■ **Exercise brief**
Print, exactly and without pictures, the lines from the one where "Target: umbrella rib" appears down to the end of the entries.

START Data provided

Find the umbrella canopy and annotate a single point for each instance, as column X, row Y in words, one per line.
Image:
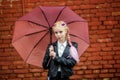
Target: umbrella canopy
column 33, row 32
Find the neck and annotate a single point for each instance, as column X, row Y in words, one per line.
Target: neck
column 61, row 41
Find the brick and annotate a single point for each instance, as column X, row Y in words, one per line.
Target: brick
column 110, row 22
column 106, row 75
column 95, row 67
column 21, row 71
column 93, row 76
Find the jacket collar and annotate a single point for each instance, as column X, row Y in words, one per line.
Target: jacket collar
column 65, row 52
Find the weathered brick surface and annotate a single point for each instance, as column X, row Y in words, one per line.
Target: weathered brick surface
column 101, row 61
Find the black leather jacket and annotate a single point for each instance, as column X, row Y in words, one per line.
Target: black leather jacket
column 65, row 62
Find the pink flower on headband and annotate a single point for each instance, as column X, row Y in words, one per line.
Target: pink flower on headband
column 63, row 24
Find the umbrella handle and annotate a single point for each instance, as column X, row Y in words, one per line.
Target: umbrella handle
column 49, row 61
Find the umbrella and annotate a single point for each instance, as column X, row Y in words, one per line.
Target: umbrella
column 33, row 32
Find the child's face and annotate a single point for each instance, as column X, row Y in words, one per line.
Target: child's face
column 60, row 34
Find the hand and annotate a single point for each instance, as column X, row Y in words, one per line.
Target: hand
column 52, row 53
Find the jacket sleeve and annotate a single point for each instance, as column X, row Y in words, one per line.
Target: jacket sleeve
column 66, row 61
column 46, row 59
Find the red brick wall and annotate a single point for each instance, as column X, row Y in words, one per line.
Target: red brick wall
column 101, row 61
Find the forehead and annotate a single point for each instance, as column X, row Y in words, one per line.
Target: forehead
column 59, row 29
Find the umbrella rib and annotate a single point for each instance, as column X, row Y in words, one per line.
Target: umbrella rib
column 75, row 21
column 36, row 45
column 59, row 14
column 38, row 24
column 79, row 38
column 36, row 32
column 45, row 17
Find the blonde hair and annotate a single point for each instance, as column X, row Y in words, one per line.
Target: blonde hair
column 61, row 25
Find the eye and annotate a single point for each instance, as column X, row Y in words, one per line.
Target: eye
column 56, row 32
column 60, row 31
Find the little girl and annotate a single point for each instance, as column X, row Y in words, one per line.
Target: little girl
column 57, row 58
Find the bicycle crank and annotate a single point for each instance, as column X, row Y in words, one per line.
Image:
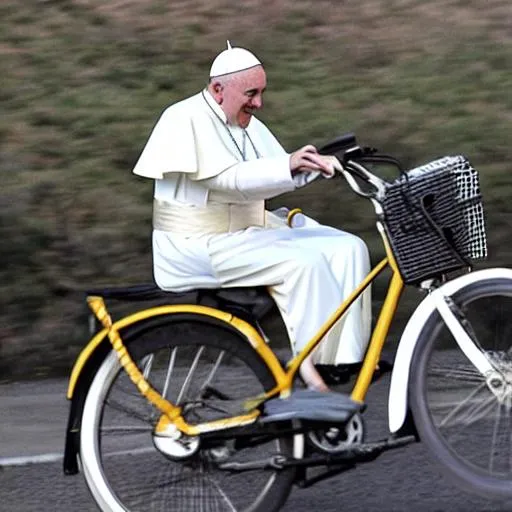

END Data provided

■ **Task result**
Target: umbrella rib
column 75, row 21
column 36, row 45
column 59, row 14
column 38, row 24
column 79, row 38
column 36, row 32
column 45, row 17
Find the blonde hair and annotate a single point for each instance, as column X, row Y in words, one per line.
Target: blonde hair
column 61, row 25
Find the eye and annotate a single point for each instance, as column X, row Y in words, one per line.
Target: eye
column 56, row 32
column 60, row 31
Find the little girl and annotate a single point for each instance, as column X, row Y in words, one per line.
Target: little girl
column 57, row 58
Find the bicycle crank and annotate a single point for each instance, as column X, row Y in words, one per line.
Image:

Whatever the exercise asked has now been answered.